§ Task objective
From the line that contains "Check that each instance of the fence" down to the final line of the listing below, set down every line exactly, both ends included, and drop the pictures.

§ The records
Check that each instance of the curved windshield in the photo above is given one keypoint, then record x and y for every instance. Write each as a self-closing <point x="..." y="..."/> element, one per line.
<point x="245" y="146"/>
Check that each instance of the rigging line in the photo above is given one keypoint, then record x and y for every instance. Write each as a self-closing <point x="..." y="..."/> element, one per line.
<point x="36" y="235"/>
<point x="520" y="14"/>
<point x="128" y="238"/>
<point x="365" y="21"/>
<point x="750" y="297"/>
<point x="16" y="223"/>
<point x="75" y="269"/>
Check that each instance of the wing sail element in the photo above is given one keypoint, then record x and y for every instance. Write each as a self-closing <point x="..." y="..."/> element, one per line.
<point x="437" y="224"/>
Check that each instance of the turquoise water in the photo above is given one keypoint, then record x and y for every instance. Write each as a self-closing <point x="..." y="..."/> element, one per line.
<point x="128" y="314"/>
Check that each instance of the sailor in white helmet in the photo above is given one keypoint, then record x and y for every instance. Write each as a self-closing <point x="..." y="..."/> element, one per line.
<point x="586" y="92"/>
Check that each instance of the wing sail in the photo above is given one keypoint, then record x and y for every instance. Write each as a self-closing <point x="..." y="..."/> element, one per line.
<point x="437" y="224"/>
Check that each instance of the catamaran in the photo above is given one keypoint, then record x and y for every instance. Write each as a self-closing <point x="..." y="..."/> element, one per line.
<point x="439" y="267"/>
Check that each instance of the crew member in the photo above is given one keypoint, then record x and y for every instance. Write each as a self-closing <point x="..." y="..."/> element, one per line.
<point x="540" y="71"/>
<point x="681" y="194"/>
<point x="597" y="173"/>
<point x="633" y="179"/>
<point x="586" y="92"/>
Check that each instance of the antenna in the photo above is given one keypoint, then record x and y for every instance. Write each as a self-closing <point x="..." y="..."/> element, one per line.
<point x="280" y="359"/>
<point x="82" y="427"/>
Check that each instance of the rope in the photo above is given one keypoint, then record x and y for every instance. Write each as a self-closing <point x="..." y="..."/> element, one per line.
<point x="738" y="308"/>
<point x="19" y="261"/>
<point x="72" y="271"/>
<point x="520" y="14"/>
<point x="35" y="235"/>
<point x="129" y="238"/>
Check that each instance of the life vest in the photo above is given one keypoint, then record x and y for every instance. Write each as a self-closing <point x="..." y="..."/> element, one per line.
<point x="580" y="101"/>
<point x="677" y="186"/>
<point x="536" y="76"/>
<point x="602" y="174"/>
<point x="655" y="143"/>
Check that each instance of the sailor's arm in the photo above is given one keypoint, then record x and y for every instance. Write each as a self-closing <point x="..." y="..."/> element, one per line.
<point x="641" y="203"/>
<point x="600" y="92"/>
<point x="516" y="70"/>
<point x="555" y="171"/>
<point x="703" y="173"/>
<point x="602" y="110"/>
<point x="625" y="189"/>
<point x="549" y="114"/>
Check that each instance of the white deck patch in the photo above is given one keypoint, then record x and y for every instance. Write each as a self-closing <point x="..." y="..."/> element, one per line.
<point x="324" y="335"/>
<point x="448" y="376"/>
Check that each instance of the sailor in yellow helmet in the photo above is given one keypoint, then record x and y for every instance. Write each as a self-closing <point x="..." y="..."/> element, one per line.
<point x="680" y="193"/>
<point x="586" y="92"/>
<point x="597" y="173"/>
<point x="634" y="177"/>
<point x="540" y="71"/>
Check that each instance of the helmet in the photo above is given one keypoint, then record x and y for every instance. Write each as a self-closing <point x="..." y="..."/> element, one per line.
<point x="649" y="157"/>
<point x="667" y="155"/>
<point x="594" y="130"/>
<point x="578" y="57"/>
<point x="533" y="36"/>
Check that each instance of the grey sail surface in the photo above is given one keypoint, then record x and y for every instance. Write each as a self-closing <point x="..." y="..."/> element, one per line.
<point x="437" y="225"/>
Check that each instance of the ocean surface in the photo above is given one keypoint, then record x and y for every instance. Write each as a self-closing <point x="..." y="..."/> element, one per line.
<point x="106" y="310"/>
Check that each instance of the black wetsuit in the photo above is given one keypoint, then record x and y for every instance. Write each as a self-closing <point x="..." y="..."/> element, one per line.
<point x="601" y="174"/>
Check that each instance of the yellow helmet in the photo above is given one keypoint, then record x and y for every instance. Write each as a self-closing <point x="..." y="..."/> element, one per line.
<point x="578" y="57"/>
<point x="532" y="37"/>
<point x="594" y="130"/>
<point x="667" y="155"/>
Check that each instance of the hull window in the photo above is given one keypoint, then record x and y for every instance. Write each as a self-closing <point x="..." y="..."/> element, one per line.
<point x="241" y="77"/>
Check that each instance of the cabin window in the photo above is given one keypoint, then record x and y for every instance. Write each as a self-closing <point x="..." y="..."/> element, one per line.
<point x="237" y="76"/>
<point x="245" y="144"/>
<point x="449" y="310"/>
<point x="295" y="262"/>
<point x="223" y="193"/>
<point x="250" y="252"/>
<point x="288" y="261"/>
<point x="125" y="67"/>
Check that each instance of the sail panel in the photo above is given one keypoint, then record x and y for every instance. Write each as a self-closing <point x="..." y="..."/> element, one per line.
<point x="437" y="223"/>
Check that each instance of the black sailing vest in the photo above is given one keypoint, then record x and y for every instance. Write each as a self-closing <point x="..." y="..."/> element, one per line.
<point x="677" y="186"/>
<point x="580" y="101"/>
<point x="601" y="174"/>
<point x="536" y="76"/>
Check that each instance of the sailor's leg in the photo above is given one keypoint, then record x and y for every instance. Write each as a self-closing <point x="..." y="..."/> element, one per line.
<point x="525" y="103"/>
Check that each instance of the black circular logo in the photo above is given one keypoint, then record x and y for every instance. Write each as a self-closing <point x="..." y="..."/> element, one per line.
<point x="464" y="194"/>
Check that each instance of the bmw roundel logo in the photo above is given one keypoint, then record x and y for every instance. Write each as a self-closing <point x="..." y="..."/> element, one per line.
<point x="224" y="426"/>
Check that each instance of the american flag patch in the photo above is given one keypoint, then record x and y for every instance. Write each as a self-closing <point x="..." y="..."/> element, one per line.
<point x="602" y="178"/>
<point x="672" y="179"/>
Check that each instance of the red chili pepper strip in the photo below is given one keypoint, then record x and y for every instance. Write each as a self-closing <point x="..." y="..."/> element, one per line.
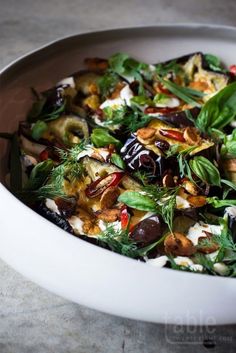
<point x="100" y="185"/>
<point x="173" y="134"/>
<point x="232" y="70"/>
<point x="44" y="155"/>
<point x="163" y="89"/>
<point x="124" y="218"/>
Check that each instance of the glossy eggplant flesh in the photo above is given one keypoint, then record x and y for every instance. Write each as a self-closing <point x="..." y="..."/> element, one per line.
<point x="69" y="129"/>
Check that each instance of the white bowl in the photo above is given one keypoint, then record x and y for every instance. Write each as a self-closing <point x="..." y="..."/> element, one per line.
<point x="71" y="267"/>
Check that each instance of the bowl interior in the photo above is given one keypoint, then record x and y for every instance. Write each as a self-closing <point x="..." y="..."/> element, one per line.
<point x="71" y="267"/>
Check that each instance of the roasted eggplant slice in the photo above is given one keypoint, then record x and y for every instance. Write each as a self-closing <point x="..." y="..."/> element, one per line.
<point x="69" y="129"/>
<point x="54" y="218"/>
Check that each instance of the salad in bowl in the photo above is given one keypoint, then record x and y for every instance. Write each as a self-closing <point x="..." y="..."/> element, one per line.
<point x="136" y="158"/>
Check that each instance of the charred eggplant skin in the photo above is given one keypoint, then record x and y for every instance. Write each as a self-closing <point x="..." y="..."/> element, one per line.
<point x="54" y="218"/>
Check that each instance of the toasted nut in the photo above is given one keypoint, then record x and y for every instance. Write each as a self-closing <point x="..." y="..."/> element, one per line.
<point x="197" y="201"/>
<point x="191" y="136"/>
<point x="206" y="245"/>
<point x="178" y="245"/>
<point x="91" y="228"/>
<point x="146" y="133"/>
<point x="168" y="181"/>
<point x="109" y="197"/>
<point x="108" y="215"/>
<point x="190" y="187"/>
<point x="199" y="85"/>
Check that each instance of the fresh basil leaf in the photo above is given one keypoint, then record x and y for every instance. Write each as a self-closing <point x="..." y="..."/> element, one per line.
<point x="138" y="201"/>
<point x="219" y="110"/>
<point x="100" y="138"/>
<point x="216" y="203"/>
<point x="161" y="98"/>
<point x="205" y="170"/>
<point x="6" y="135"/>
<point x="39" y="174"/>
<point x="229" y="187"/>
<point x="38" y="129"/>
<point x="163" y="69"/>
<point x="142" y="100"/>
<point x="107" y="83"/>
<point x="117" y="160"/>
<point x="184" y="93"/>
<point x="214" y="62"/>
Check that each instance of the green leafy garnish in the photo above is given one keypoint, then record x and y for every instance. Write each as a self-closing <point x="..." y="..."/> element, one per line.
<point x="38" y="129"/>
<point x="216" y="203"/>
<point x="107" y="83"/>
<point x="188" y="95"/>
<point x="142" y="100"/>
<point x="214" y="63"/>
<point x="153" y="199"/>
<point x="39" y="175"/>
<point x="117" y="160"/>
<point x="70" y="169"/>
<point x="163" y="69"/>
<point x="219" y="110"/>
<point x="123" y="65"/>
<point x="119" y="241"/>
<point x="101" y="137"/>
<point x="40" y="111"/>
<point x="205" y="170"/>
<point x="228" y="149"/>
<point x="131" y="118"/>
<point x="15" y="165"/>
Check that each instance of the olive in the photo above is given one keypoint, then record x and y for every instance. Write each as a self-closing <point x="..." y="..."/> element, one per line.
<point x="163" y="145"/>
<point x="147" y="231"/>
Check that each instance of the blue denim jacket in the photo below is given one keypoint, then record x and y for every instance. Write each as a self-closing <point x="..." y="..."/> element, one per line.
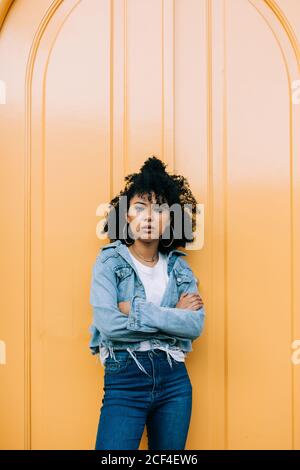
<point x="115" y="279"/>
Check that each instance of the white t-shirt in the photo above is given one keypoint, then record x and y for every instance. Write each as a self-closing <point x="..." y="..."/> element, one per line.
<point x="154" y="279"/>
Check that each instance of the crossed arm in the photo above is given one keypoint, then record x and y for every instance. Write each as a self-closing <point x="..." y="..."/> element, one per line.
<point x="143" y="318"/>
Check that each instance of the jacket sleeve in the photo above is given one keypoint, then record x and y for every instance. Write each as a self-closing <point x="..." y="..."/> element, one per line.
<point x="173" y="321"/>
<point x="144" y="318"/>
<point x="107" y="317"/>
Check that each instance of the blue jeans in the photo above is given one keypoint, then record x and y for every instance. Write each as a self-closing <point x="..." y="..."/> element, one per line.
<point x="161" y="400"/>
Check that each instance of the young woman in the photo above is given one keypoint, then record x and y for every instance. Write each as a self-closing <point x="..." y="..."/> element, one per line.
<point x="147" y="311"/>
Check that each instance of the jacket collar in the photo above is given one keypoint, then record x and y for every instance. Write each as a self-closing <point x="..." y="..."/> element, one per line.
<point x="122" y="250"/>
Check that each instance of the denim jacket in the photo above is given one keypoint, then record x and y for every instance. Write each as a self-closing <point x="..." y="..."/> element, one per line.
<point x="115" y="279"/>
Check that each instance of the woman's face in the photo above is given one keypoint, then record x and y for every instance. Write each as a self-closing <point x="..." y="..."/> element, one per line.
<point x="147" y="219"/>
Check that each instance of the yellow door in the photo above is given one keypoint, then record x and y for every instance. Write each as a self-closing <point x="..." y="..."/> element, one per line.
<point x="88" y="90"/>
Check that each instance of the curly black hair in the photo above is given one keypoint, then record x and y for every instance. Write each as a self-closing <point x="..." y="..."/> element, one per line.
<point x="170" y="189"/>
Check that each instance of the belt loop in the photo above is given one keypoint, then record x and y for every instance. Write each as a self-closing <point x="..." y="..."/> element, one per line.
<point x="168" y="355"/>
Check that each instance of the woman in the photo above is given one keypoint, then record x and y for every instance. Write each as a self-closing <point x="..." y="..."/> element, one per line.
<point x="147" y="311"/>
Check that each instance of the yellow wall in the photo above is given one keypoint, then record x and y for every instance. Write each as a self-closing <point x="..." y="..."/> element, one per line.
<point x="93" y="88"/>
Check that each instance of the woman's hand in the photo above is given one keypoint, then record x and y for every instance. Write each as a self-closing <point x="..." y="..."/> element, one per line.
<point x="124" y="307"/>
<point x="190" y="301"/>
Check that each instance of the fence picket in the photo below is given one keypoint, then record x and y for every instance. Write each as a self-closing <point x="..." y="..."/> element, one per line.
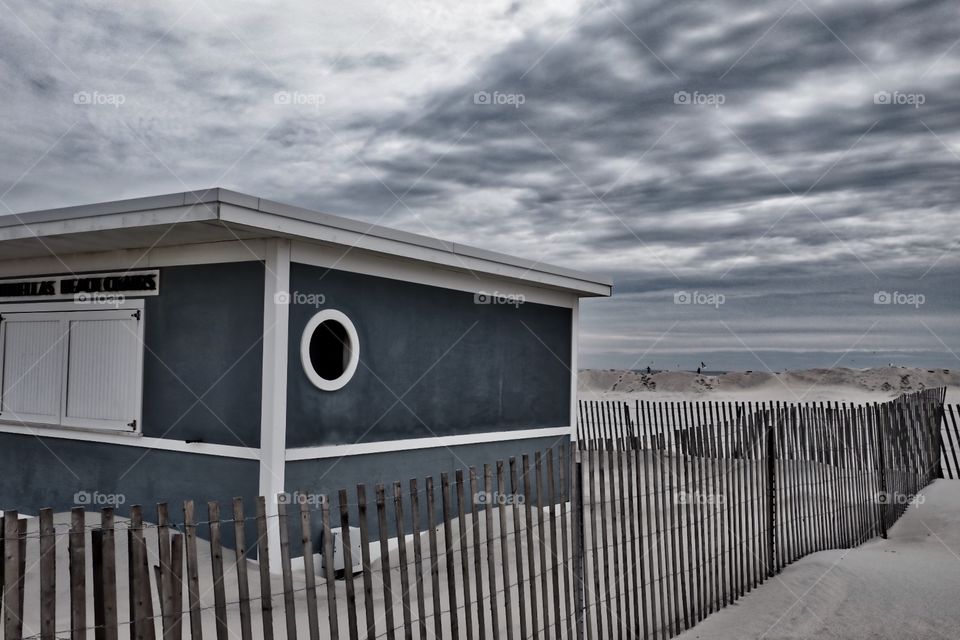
<point x="604" y="545"/>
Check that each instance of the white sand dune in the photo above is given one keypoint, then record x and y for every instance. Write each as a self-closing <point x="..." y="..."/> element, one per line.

§ Result for this exercise
Check that each instance of the fence picket in the photo below is given one keypoint, then record x and y for every instance. Write each as a self-closing <point x="..." y="..."/> element, one per line.
<point x="604" y="545"/>
Check that each instance of the white sand dune in the photo above is given one keypoint, then record x and y for every instance. Write each as a self-closing <point x="..." y="..."/> element, one per line.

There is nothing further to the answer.